▸ **SOURCE DOCUMENT**
Part 1 – the Regulatory Objectives Etc.
12.Section 1 provides for the regulatory objectives which the Scottish Ministers, approved regulators, approving bodies, and other regulators of legal services must comply with and promote in exercising their functions. Sections 4 and 5 set out the responsibilities of the Scottish Ministers in relation to the regulatory objectives. Section 77 does the same for approved regulators, section 93 for approving bodies for confirmation agents, section 104 for approving bodies of non-lawyer will writers, and section 119 for other legal services regulators.
13.The regulatory objectives include promoting and maintaining adherence to the professional principles (set out in section 2). There are eight such principles to which persons providing legal services should adhere. These principles do not differ substantially from the professional principles by which solicitors and other legal professionals act, and are intended to ensure that the current standard of quality in the delivery of legal services is safeguarded. Licensed providers would be expected to “act in the best interests of their clients (and keep clients’ affairs confidential)” meaning that they should, for example, avoid conflicts of interest and safeguard a client’s money and property. Licensed providers would be expected to maintain good standards of work, meaning that they should act competently, communicate effectively, be diligent and show respect and courtesy. Under section 50, licensed providers must have regard to the regulatory objectives and adhere to the professional principles. The Head of Legal Services is responsible for securing that adherence (section 51(5)(b)).

▸ **EXCERPTED DATA**
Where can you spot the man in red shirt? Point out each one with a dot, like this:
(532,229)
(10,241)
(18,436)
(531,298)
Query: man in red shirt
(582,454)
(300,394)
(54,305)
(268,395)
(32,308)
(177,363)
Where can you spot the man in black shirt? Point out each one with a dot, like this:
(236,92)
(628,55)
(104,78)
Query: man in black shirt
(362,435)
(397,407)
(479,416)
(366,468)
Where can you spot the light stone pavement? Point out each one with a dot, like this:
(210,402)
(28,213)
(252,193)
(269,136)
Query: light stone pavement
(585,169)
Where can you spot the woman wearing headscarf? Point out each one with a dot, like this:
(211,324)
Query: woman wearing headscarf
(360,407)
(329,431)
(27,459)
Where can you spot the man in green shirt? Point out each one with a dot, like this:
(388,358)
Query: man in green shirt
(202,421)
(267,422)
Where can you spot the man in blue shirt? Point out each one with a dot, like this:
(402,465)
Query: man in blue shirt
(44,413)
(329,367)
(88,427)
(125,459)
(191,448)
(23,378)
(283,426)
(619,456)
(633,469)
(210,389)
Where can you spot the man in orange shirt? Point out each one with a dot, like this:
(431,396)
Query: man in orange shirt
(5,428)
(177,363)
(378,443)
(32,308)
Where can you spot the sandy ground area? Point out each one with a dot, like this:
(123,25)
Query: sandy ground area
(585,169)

* * *

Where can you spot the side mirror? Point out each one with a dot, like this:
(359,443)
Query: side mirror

▸ **REQUIRED WORK**
1. Would you print the passage of the notes on regulatory objectives from "12.Section 1 provides" to "legal services regulators."?
2. Can you go on with the notes on the regulatory objectives from the point where they stop?

▸ **RESULTS OF THE EXERCISE**
1.
12.Section 1 provides for the regulatory objectives which the Scottish Ministers, approved regulators, approving bodies, and other regulators of legal services must comply with and promote in exercising their functions. Sections 4 and 5 set out the responsibilities of the Scottish Ministers in relation to the regulatory objectives. Section 77 does the same for approved regulators, section 93 for approving bodies for confirmation agents, section 104 for approving bodies of non-lawyer will writers, and section 119 for other legal services regulators.

2.
14.The regulatory objectives also include encouraging equal opportunities within the legal profession. While equal opportunities is a topic which is generally reserved to the UK Government (Section L2 of Part II of Schedule 5 to the Scotland Act 1998), there is a exception to this and that is the encouragement of equal opportunities, and in particular of the observance of the equal opportunity requirements. The Scottish Parliament may impose duties on the Scottish Government and Scottish public bodies to make arrangements to secure that their functions are carried out with due regard to the need to meet the equal opportunity requirements.
15.The Act does not rank these objectives or the principles in order of importance, so there is no hierarchy within them. The Scottish Ministers, the approved regulators and the other legal service regulators (see section 119(2)) will need to consider how they balance these competing objectives in any particular circumstances.
Section 3 – Legal services
16.This section defines legal services for the purposes of this Act. The definition is broad, and includes services currently provided by people other than solicitors and advocates (for example, tax and planning specialists, and voluntary bodies providing advice on social welfare issues). However, the Act does not seek to regulate all these various service providers. Apart from Part 3 (confirmation and will writing services), the Act is restricted to legal services provided by businesses involving legal professionals (meaning solicitors, advocates, licensed conveyancers and executry practitioners, and those with rights to conduct litigation and/or rights of audience by virtue of section 27 of the Law Reform (Miscellaneous Provisions) (Scotland) Act 1990 (“the 1990 Act”)). In particular, a body can only be a licensed provider if a solicitor is involved (see section 47(2)).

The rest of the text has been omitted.